● **읽을 글**
----

Synthesis and Applications of Cobalt Sulfide Nanostructures for Energy Materials

Abstract

저비용의 고효율 에너지 변환 시스템의 개발은 미래의 에너지 문제에 대한 해결책을 제공 할 수 있는 중요한 영역이며, 이러한 에너지 변환 장치의 핵심 부분은 전기화학적 촉매이다. 현재, 가장 일반적으로 사용되고 있는 것은 고가의 귀금속 촉매이다. 이러한 귀금속 촉매를 대체하기 위해 수많은 유형의 촉매성 물질이 연구되고 있다. 이 중에서 코발트 황화물은 저렴한 비용, 높은 매장량, 화학적 안정성 및 전기화학적 촉매로서의 효율성 등으로 주목받고 있다. 또한 추가적인 나노구조화를 통해 보다 강력하면서도 비용대비 효율적인 전기화학적 촉매로 만들 수 있다. 지금까지 많은 연구에서 코발트 황화물의 나노 구조화를 다뤄 왔고 그 대부분은 상향식 (Bottom-up) 합성법을 사용하였다. 이러한 합성법은 코발트 황화물의 전기화학적 촉매로서의 성능을 상당히 증가시켰다. 하지만 일반적으로 상향식 합성법은 물질의 표면 에너지를 제어하는데 많은 수고가 들고, 대규모 합성에 어려움을 겪는 경우가 많다. 이러한 문제를 해결하기 위해서 본 연구에서는, 간단한 세 가지 하향식 (Top-down) 방법을 통해 나노 구조화시켜 보다 높은 전기화학적 촉매 효율을 갖도록 만들었다.

----

● **연습용 기록**
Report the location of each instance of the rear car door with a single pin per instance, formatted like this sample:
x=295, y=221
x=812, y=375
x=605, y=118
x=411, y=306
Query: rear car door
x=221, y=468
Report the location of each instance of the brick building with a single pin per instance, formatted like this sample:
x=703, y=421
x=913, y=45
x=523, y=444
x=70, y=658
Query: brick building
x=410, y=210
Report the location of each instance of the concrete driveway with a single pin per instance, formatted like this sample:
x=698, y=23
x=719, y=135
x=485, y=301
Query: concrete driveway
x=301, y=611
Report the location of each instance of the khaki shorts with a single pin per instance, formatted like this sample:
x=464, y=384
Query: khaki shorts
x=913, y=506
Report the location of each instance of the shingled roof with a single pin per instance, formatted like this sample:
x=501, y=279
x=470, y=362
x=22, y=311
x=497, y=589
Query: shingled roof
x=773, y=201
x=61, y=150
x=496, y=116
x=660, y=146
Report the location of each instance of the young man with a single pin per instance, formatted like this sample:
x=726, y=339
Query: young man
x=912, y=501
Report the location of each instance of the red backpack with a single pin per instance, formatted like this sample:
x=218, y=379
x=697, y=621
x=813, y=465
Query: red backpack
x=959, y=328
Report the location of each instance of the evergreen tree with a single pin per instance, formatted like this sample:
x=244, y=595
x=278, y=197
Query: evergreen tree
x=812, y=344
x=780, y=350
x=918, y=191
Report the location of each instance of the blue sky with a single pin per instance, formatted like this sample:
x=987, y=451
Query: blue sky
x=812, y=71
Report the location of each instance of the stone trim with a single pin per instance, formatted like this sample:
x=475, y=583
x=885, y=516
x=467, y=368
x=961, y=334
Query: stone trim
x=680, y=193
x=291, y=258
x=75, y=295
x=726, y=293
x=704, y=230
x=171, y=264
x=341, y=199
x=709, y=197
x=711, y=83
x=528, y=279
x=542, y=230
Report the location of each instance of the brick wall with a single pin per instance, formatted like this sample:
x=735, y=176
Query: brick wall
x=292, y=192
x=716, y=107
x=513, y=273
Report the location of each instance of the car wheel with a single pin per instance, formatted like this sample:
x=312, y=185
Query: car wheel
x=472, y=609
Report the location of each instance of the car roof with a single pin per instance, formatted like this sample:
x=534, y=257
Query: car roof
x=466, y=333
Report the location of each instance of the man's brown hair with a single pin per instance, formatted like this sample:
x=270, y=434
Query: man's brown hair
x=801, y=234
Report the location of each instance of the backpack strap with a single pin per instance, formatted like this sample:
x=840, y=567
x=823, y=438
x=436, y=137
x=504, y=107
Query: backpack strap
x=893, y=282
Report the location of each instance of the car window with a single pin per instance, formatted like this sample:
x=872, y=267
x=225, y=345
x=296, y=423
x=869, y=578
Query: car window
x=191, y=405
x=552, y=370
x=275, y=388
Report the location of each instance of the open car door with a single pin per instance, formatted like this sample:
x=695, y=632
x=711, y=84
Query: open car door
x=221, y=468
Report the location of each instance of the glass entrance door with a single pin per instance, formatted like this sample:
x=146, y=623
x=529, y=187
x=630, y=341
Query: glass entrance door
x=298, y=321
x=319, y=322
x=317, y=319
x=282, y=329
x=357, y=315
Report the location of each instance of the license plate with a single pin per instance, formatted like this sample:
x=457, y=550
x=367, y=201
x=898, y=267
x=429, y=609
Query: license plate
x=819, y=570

----

● **할 일 목록**
[a] 기록에서 "Report the location of each instance of the open"이 들어 있는 줄에서 시작해 기록의 마지막 줄에서 끝나는 부분을 한 글자도 바꾸지 말고 그대로 베껴 쓰세요.
[b] 코발트 황화물 나노 구조에 관한 글을 마지막 문장 다음부터 이어서 써 주세요.
위의 글과 기록은 서로 아무 관계가 없습니다.

● **순서별 답변**
[a]
Report the location of each instance of the open car door with a single pin per instance, formatted like this sample:
x=695, y=632
x=711, y=84
Query: open car door
x=221, y=468
Report the location of each instance of the glass entrance door with a single pin per instance, formatted like this sample:
x=146, y=623
x=529, y=187
x=630, y=341
Query: glass entrance door
x=298, y=321
x=319, y=322
x=317, y=319
x=282, y=329
x=357, y=315
Report the location of each instance of the license plate with a single pin per instance, formatted like this sample:
x=457, y=550
x=367, y=201
x=898, y=267
x=429, y=609
Query: license plate
x=819, y=570

[b]
첫 번째는 두 단계에 걸친 간단한 합성법으로 나노구조화시키는 방법이다. 암모니아 (NH3) 분위기 하에서 열처리를 한 후, 황화수소 (H2S) 분위기에서 후속 열처리를 사용하여 벌크 Co3O4에서 코어/쉘 CoO/CoSx를 합성하였다. 이 합성법은 각 반응 가스에서 열처리를 통한 고유 특징이 활용되었다. 암모니아 열처리는 Co3O4를 CoO로 환원시키며, 이 환원 반응 동안 Co3O4와 CoO 사이의 격자 구조 차이는 결정 구조를 파괴하고 산소 결함을 만들어 다공성 구조를 형성한다. 이후 황화수소 열처리를 통해 CoO 표면에 전기화학적 촉매 활성 물질인 CoSx를 형성한다. 귀금속 촉매에 대한 대신 합성한 나노 구조화된 CoO/CoSx을 triiodide 환원 및 산소 발생 반응에 적용하였고, 그 촉매 활성이 백금, 이리듐산화물과 비견할 만한 효과를 나타냈다.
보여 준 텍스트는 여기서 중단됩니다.